══ DATA FOR PROCESSING ══

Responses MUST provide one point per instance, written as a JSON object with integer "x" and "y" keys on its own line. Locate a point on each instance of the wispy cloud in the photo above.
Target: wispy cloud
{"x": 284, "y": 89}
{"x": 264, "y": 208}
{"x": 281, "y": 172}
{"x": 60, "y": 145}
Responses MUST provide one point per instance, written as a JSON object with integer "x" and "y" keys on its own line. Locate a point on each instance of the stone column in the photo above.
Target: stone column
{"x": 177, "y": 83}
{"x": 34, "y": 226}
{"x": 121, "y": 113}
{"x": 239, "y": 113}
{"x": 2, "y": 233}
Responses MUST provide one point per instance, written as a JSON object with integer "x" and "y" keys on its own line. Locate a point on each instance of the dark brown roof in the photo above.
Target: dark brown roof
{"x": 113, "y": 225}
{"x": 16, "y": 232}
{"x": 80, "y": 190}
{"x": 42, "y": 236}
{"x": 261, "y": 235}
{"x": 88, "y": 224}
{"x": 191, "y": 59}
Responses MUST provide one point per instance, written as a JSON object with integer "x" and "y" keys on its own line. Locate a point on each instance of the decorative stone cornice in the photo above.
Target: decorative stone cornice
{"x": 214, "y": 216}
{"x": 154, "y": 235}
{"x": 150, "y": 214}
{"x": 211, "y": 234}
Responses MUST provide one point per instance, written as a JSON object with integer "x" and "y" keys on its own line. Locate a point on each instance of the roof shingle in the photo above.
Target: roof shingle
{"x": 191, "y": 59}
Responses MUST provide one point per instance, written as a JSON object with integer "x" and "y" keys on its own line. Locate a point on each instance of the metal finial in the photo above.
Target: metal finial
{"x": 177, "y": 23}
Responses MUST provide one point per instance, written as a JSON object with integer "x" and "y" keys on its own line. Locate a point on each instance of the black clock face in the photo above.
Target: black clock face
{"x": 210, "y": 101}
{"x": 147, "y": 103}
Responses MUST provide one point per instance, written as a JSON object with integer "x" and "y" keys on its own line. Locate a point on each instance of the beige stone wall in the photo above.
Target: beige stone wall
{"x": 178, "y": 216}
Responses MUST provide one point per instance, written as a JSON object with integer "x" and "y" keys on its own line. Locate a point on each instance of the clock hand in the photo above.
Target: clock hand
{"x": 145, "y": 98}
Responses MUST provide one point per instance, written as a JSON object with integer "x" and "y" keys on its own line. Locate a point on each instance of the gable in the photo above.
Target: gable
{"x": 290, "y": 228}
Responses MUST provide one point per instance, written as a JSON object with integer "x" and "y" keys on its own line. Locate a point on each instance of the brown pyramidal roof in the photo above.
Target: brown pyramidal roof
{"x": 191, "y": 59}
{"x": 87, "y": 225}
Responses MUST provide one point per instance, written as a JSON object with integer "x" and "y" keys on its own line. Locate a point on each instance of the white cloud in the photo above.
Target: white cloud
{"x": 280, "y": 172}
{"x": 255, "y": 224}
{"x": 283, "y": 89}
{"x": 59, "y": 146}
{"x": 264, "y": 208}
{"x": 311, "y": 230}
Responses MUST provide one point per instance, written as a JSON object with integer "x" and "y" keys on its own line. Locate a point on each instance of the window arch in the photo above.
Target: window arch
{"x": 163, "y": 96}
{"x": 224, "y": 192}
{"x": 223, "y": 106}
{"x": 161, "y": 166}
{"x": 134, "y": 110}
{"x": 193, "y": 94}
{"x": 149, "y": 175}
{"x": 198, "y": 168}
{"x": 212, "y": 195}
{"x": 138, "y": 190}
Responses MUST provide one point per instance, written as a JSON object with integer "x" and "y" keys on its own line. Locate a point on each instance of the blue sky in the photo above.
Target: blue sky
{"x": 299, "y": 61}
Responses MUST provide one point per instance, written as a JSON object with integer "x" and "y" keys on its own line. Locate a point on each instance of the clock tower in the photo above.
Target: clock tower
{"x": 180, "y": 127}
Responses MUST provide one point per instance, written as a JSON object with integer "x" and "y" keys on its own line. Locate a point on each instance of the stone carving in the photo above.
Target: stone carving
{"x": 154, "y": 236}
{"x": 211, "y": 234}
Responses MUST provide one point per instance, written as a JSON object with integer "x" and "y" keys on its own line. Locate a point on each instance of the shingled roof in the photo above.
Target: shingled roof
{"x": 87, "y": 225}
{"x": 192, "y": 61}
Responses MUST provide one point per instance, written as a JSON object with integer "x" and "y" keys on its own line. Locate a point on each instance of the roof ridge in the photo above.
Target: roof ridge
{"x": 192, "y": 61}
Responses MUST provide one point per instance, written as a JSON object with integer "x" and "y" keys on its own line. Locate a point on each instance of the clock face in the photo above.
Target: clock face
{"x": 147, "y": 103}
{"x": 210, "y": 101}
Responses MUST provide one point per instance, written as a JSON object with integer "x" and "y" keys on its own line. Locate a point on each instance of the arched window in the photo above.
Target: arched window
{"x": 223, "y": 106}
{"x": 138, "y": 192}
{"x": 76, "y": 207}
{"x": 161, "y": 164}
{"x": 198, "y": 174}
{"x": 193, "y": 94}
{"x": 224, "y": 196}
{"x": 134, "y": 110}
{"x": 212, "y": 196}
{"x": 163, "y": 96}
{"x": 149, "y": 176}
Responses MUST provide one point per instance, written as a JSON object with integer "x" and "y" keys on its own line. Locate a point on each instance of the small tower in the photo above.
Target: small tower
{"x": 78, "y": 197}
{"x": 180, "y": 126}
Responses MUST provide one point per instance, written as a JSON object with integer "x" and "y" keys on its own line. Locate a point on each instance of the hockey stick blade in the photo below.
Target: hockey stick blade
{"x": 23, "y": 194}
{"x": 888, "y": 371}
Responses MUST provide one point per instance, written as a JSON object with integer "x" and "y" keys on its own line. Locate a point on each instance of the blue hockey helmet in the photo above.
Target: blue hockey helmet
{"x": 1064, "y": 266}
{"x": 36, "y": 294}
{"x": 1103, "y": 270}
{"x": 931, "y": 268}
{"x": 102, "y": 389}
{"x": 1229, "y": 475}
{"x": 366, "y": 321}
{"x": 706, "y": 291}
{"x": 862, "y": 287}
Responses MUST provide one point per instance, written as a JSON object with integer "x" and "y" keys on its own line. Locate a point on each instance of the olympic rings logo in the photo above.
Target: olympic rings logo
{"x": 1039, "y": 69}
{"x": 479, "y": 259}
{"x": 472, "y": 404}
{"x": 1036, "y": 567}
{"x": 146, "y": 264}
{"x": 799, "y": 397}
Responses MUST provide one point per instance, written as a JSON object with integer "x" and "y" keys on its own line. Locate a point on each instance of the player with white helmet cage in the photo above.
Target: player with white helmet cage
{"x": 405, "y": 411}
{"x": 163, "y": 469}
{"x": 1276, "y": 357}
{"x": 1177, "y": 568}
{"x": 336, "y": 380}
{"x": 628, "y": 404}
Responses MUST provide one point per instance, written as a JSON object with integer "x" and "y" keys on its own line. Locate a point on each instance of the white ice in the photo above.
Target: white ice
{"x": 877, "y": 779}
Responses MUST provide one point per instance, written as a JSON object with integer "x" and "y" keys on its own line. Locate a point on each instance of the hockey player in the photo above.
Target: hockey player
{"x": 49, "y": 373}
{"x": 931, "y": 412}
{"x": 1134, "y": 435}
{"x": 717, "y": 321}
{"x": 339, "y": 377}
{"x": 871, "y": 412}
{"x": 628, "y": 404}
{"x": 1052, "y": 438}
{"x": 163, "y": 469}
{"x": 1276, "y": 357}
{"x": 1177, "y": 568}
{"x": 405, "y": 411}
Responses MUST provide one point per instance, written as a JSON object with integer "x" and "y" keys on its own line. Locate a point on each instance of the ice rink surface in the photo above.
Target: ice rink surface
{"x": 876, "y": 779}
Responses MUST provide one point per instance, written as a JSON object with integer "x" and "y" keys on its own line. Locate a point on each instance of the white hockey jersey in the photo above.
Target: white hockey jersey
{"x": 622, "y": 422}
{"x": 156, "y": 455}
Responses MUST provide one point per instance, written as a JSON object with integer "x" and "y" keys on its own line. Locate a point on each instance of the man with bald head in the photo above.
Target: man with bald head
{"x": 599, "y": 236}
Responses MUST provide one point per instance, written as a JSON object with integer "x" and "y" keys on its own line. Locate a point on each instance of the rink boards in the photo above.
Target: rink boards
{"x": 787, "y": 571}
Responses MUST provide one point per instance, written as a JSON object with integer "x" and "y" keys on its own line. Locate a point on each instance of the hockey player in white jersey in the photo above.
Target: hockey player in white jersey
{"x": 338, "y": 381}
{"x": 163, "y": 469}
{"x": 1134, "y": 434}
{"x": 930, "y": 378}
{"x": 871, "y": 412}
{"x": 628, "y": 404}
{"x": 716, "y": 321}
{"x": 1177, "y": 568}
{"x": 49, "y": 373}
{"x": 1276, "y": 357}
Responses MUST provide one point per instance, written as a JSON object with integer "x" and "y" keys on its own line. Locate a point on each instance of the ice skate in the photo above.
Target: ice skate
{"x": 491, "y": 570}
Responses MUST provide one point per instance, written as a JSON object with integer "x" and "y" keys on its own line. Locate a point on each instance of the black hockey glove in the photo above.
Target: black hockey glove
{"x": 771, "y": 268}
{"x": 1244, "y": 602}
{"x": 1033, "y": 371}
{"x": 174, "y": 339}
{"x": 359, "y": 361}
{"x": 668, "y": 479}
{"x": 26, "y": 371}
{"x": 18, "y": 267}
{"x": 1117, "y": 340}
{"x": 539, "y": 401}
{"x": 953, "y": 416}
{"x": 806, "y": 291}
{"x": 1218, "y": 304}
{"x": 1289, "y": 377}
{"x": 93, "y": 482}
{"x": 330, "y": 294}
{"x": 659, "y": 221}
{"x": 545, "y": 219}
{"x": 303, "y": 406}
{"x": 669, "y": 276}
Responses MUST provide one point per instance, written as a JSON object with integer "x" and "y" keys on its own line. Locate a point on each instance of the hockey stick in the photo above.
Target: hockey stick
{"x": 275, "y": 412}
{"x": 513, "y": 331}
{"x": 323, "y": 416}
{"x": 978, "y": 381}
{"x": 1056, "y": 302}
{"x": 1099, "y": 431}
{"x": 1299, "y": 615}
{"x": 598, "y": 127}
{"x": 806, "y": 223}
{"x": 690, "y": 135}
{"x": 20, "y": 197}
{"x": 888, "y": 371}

═══

**GIVEN REQUEST:**
Copy out word for word the lines from the one containing "stick in the photo above." through the final line above, including both.

**TASK RESPONSE:**
Responses MUST provide one point per instance, written as a JSON object with integer "x" and "y" keys on its own line. Locate a point on each instance of the hockey stick in the photo above.
Target: hockey stick
{"x": 275, "y": 412}
{"x": 513, "y": 331}
{"x": 323, "y": 416}
{"x": 978, "y": 381}
{"x": 1056, "y": 302}
{"x": 1099, "y": 431}
{"x": 1299, "y": 615}
{"x": 598, "y": 127}
{"x": 806, "y": 223}
{"x": 690, "y": 135}
{"x": 20, "y": 197}
{"x": 888, "y": 371}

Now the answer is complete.